_Source extract_.
Why Internet of Things Matters
With the Internet of Things at the peak of its hype cycle, we will all be hearing predictions of non-linear growth. Many forecasts, for example, call for deployment of 20 billion or 30 billion IoT units by 2020.
And that is why IoT matters.
The stakes for telecommunications service providers are huge. If one assumes that most tier one service providers will have to replace about half their current revenue over about a decade’s time, and if one assumes the broad IoT category represents the best candidate for driving as much as half of that new revenue, it matters greatly whether service providers actually can do so.
In other words, practitioners hope that the broad IoT category can drive new revenue growth, within a decade, representing about 25 percent of all current revenues. That is a big deal, especially if the industry proves unable to grow all other new revenue sources at a level representing about 25 percent of current proceeds.
The uncertainty is palpable, at the moment.
A recent survey of executives watching the market admit they lack a clear perspective on the concrete IoT business opportunities. That isn’t as flaky or fuzzy as it might seem.

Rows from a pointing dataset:
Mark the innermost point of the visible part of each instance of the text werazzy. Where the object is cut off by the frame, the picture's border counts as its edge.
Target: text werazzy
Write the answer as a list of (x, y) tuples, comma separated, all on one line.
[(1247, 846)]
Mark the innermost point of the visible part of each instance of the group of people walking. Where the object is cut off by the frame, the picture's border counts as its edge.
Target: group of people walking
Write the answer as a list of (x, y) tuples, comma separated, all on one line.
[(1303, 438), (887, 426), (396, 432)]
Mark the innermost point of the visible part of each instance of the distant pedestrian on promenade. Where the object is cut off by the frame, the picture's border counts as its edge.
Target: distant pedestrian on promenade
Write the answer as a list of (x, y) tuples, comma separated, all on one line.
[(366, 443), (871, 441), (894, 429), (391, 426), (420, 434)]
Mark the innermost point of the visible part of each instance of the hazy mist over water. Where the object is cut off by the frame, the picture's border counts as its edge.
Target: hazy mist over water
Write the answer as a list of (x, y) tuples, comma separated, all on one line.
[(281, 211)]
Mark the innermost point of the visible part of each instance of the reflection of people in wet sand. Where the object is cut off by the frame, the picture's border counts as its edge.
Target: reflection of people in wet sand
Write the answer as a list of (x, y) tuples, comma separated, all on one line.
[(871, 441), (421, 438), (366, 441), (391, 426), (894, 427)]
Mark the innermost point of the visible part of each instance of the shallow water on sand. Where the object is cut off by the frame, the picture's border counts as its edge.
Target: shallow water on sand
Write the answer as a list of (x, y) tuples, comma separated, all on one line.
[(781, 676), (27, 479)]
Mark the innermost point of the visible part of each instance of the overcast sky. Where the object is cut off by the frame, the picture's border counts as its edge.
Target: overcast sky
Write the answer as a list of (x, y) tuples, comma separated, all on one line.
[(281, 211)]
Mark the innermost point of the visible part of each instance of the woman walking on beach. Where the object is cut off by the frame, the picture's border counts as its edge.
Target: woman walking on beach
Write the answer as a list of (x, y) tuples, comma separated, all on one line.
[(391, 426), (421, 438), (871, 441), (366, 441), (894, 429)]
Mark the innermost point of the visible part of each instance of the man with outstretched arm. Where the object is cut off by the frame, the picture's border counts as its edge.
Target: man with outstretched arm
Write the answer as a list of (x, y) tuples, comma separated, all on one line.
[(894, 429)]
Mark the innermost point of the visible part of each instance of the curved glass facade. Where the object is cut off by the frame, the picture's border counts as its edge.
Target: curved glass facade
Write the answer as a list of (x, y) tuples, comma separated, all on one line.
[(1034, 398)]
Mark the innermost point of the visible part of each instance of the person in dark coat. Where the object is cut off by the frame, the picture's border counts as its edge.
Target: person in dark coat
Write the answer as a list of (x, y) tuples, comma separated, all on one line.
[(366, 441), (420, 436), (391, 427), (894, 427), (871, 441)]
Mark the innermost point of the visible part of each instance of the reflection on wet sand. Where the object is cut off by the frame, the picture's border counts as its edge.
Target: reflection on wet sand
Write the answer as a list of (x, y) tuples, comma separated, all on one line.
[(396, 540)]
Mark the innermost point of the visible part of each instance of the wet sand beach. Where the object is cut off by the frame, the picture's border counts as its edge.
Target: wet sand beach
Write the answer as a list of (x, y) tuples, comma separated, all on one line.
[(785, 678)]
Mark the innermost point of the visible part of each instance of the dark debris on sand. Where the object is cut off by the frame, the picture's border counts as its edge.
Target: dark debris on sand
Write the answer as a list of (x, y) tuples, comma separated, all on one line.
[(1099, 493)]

_Task requirements_.
Repeat the full article on why the Internet of Things matters, word for word, from its title to its final sentence.

_Correct result_.
Why Internet of Things Matters
With the Internet of Things at the peak of its hype cycle, we will all be hearing predictions of non-linear growth. Many forecasts, for example, call for deployment of 20 billion or 30 billion IoT units by 2020.
And that is why IoT matters.
The stakes for telecommunications service providers are huge. If one assumes that most tier one service providers will have to replace about half their current revenue over about a decade’s time, and if one assumes the broad IoT category represents the best candidate for driving as much as half of that new revenue, it matters greatly whether service providers actually can do so.
In other words, practitioners hope that the broad IoT category can drive new revenue growth, within a decade, representing about 25 percent of all current revenues. That is a big deal, especially if the industry proves unable to grow all other new revenue sources at a level representing about 25 percent of current proceeds.
The uncertainty is palpable, at the moment.
A recent survey of executives watching the market admit they lack a clear perspective on the concrete IoT business opportunities. That isn’t as flaky or fuzzy as it might seem.